Kısa Alıştırma 1 => Roboski katliamını konu alan metne göre kaç insan hunharca katledilmiştir?

Kaynak Metin =>
'''

0 0
Read Time:10 Minute, 39 Second

uluderecenaze1_thumbM. Can YÜCE / Şırnak- Roboski Katliamı, TC’nin Kürdistan Politikasının Özüdür, TC’nin Kürt Halkına Bakışının Sahici Aynasıdır!
Çok açık ki, 35 insanımızın hunharca katledilmesi, ne bir “Operasyon kazası”, ne de bir rastlantıdır! Daha öncesi bir yana, TC tarihi, özellikle Kürdistan politikasının satırbaşlıkları, bunun böyle olduğunu çok açık bir biçimde ortaya koymaktadır!
Şırnak- Roboski Katliamı, Koçgiri’den başlayan, Piran-Palu’dan, Ağrı’dan, Zilan’dan geçen, Dersim’de soykırım boyutlarına tırmanan “Tedip ve Tenkil” çizgisinin güncel ve vahşi bir uygulamasıdır!

'''

[Kaynak veriler]
'''

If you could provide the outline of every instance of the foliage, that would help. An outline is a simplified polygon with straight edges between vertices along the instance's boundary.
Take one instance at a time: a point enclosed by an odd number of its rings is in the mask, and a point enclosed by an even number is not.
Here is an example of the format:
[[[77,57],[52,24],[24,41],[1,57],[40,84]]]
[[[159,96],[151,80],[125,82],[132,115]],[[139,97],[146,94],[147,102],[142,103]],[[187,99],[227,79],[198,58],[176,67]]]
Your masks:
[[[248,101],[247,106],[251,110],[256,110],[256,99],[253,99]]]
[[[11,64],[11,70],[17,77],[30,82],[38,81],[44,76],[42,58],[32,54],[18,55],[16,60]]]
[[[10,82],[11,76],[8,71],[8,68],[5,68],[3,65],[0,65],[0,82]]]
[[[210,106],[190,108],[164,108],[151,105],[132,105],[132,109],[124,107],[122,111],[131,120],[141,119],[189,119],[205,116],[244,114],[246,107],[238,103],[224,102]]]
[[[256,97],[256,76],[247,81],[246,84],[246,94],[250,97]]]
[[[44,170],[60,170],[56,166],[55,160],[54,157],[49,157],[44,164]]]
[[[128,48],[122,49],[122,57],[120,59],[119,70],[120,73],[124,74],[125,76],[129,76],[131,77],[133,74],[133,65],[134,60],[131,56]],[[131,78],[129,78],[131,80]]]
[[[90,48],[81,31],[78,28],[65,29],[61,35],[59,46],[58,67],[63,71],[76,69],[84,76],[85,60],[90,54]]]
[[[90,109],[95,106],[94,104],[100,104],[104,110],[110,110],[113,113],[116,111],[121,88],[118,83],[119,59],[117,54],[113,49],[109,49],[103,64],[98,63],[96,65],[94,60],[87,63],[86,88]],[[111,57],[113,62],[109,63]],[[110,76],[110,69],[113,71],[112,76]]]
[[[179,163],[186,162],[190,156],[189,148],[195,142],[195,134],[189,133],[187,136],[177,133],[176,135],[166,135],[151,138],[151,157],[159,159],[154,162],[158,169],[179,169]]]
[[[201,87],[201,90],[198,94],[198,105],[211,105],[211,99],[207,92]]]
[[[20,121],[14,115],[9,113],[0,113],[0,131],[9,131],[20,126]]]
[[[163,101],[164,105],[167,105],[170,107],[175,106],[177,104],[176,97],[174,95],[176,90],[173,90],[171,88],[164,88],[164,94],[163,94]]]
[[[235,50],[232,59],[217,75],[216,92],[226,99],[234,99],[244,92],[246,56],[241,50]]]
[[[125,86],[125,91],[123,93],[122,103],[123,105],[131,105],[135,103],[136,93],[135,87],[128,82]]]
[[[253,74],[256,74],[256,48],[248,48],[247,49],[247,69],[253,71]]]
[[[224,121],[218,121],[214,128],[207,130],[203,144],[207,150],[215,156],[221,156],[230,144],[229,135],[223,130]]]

'''

Kısa Alıştırma 2 => Yukarıdaki kayıtlarda "instance" dizesini içeren satırları sayınız ve yalnızca bu sayıyı yazınız; büyük-küçük harf ayrımı dikkate alınmalıdır.

Yanıt 1 => 35 insan.

Yanıt 2 => 2